• _Exercise prompt_:
Return the line containing "Category: pink ball" and all lines after it exactly; stop at the end of the material.

:: Record extracts ::

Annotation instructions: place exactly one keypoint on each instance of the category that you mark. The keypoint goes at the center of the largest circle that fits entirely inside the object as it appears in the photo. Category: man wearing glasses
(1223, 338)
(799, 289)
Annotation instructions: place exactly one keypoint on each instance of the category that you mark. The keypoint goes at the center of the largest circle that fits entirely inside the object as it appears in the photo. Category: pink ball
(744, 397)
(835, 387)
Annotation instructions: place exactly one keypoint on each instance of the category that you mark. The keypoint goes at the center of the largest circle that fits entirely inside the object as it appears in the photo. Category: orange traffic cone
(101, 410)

:::

• _Expected answer_:
Annotation instructions: place exactly one keypoint on each instance of the category that you mark. The keypoint goes at the center of the largest circle that fits entirely inside the object as it appears in the photo. Category: pink ball
(744, 397)
(835, 387)
Annotation instructions: place exactly one keypoint on each instance of the category that you mark. The keypoint goes at the center of the largest circle that fits entirely inside the object as it appears in the photo. Category: orange traffic cone
(101, 410)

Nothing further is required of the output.